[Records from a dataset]
+++++

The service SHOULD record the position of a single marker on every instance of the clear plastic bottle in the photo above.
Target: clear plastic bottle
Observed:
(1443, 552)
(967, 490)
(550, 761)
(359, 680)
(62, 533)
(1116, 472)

+++++

All of the entries should be output exactly as they appear above.

The service SHOULD record the position of a single marker on every instance of the clear plastic bottle in the photo above.
Target: clear plastic bottle
Observed:
(1443, 552)
(967, 490)
(550, 761)
(359, 680)
(62, 533)
(1116, 472)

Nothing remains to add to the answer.